START MATERIAL SUPPLIED
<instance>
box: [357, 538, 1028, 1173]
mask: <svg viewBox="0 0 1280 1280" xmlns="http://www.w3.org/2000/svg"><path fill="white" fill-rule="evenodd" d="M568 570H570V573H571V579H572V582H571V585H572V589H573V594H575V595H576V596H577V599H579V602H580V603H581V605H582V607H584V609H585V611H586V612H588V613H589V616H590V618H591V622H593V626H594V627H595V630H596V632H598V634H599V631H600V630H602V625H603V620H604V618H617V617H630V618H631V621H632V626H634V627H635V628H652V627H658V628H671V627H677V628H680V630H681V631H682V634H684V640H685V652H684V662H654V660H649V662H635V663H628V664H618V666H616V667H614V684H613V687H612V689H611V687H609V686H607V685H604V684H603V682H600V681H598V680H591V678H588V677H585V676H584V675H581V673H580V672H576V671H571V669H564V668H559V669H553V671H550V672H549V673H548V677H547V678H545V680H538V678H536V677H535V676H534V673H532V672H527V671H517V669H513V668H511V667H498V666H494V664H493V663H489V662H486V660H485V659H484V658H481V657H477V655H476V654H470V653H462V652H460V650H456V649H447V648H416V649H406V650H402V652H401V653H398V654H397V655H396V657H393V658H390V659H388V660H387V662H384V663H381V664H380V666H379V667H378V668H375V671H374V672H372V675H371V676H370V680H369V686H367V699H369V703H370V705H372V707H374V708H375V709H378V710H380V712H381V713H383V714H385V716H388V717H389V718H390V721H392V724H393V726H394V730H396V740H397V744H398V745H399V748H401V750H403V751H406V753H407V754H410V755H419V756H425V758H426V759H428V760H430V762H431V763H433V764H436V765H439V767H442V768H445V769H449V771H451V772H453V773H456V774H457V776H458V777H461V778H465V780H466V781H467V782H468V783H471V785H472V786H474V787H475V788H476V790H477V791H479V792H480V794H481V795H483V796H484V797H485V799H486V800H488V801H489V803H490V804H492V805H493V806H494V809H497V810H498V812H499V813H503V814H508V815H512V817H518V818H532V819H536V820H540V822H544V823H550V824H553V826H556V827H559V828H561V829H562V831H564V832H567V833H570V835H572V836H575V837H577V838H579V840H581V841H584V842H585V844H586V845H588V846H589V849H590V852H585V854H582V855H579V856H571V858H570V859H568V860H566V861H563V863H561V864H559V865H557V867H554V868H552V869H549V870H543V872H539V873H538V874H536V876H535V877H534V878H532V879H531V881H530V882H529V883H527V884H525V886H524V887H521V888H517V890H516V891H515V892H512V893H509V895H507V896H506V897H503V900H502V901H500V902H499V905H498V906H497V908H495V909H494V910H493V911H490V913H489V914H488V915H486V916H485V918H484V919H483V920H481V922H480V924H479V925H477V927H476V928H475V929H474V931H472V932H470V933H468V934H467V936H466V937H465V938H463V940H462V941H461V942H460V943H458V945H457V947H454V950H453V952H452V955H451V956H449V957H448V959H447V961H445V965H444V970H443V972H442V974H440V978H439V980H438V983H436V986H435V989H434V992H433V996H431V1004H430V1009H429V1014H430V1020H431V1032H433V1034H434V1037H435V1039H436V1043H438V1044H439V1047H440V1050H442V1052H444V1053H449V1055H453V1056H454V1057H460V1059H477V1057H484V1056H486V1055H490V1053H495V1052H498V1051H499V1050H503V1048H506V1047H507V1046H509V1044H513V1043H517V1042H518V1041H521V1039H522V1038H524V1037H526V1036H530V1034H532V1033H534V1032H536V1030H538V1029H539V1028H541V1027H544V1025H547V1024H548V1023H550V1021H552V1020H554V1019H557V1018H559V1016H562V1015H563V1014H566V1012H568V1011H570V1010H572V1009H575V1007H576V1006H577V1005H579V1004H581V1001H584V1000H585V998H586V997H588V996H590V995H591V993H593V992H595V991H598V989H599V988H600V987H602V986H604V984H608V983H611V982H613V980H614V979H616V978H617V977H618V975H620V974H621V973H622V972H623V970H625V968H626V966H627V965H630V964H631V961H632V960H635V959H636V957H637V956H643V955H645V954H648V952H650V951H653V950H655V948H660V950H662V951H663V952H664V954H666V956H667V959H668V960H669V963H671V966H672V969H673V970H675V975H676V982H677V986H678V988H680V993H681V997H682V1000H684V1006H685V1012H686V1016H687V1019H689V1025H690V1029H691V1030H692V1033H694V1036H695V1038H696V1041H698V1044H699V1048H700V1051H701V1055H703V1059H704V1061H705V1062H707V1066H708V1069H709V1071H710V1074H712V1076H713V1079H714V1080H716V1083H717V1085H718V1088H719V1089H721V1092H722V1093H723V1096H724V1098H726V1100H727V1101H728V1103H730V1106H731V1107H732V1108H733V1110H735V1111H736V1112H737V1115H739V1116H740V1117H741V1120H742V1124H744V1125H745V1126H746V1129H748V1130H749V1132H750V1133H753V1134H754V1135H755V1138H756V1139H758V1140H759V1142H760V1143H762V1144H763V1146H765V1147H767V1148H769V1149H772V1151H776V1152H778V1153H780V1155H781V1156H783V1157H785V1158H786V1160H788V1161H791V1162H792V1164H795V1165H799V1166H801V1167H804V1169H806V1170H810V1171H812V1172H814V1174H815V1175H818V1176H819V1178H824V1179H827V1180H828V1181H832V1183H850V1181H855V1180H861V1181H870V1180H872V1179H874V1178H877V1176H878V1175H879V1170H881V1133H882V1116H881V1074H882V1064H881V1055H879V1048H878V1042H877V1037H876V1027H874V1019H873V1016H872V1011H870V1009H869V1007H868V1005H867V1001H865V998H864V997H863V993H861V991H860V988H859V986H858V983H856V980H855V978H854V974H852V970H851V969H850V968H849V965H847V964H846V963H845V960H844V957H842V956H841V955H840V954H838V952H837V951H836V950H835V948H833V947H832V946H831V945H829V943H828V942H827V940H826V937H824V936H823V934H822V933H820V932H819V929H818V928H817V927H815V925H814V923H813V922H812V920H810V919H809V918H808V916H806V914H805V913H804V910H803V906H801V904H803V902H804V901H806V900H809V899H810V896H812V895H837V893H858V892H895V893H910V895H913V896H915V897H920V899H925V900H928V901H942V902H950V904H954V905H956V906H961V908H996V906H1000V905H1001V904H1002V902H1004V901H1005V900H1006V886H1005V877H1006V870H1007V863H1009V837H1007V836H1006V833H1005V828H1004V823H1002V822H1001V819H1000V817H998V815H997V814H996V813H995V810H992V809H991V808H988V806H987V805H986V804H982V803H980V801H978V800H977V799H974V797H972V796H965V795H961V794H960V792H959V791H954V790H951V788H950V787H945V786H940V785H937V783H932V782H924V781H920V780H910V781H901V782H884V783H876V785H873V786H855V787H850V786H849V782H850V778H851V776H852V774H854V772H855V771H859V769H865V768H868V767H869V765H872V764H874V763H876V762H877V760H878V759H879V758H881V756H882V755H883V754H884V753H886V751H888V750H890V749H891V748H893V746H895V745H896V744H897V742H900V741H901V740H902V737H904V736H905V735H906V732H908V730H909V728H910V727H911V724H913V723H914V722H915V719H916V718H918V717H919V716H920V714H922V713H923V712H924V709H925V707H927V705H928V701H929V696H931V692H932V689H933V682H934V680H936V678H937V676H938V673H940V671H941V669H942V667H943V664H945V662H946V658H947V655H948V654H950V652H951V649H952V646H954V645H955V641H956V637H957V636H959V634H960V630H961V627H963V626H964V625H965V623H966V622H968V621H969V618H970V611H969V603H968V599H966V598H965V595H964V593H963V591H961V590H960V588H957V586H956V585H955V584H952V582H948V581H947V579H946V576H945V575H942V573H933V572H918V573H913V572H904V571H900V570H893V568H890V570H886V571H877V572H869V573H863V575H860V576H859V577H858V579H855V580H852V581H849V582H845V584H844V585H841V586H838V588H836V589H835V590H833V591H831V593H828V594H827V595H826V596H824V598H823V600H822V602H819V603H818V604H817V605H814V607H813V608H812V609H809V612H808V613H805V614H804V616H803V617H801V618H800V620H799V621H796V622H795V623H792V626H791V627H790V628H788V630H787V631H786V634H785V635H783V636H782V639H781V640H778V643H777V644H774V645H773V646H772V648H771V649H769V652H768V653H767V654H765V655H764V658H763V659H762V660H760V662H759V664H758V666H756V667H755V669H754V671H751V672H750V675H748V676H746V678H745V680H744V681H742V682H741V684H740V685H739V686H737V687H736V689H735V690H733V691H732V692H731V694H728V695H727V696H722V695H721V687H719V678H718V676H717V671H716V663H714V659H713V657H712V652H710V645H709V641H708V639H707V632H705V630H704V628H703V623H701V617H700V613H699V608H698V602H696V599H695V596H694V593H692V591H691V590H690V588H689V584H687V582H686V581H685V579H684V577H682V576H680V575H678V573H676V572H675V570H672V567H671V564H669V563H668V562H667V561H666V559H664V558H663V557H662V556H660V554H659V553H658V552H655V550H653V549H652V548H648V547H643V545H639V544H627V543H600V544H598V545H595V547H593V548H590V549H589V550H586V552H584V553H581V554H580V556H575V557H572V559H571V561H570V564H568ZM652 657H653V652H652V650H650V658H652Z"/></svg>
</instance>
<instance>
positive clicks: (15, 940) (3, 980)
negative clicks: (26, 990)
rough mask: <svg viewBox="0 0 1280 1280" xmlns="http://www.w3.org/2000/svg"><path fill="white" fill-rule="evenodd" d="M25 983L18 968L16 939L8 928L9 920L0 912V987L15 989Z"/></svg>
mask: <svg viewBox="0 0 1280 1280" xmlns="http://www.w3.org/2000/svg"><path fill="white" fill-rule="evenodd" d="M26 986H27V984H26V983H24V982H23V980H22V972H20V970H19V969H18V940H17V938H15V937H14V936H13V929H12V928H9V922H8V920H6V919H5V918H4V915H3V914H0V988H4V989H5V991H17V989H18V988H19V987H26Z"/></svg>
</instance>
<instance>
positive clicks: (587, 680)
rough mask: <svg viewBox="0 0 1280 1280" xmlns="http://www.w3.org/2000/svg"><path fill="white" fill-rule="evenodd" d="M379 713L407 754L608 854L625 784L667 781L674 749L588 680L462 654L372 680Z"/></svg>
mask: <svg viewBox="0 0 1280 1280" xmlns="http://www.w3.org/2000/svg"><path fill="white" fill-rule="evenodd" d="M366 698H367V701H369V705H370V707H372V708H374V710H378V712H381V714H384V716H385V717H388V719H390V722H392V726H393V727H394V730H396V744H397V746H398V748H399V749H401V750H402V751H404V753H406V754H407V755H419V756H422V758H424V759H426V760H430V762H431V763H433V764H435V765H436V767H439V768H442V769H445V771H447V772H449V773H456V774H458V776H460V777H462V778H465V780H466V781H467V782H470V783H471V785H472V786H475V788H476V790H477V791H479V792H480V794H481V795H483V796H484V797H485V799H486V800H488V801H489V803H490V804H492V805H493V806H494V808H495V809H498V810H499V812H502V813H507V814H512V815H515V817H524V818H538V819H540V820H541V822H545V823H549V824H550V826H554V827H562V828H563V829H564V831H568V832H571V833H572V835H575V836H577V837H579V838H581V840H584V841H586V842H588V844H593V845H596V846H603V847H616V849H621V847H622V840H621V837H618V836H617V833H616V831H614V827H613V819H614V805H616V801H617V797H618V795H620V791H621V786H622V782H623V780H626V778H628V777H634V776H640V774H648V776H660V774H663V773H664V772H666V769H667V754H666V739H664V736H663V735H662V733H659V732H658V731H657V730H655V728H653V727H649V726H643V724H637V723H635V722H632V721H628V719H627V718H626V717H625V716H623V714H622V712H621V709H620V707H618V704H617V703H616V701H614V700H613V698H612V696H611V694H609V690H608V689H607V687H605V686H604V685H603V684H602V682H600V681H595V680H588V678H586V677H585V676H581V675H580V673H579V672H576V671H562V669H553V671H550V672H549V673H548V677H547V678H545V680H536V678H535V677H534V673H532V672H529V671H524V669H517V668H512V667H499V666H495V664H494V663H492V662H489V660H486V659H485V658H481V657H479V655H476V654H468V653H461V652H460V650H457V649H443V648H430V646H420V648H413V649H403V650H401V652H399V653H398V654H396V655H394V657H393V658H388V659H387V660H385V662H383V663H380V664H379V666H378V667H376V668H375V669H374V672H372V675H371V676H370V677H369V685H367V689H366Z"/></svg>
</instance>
END MATERIAL SUPPLIED
→ EXERCISE BRIEF:
Report each line of the entries where the word "clicks" occurs.

→ RESULT OF THIS EXERCISE:
positive clicks: (15, 940) (3, 980)
negative clicks: (26, 990)
positive clicks: (587, 680)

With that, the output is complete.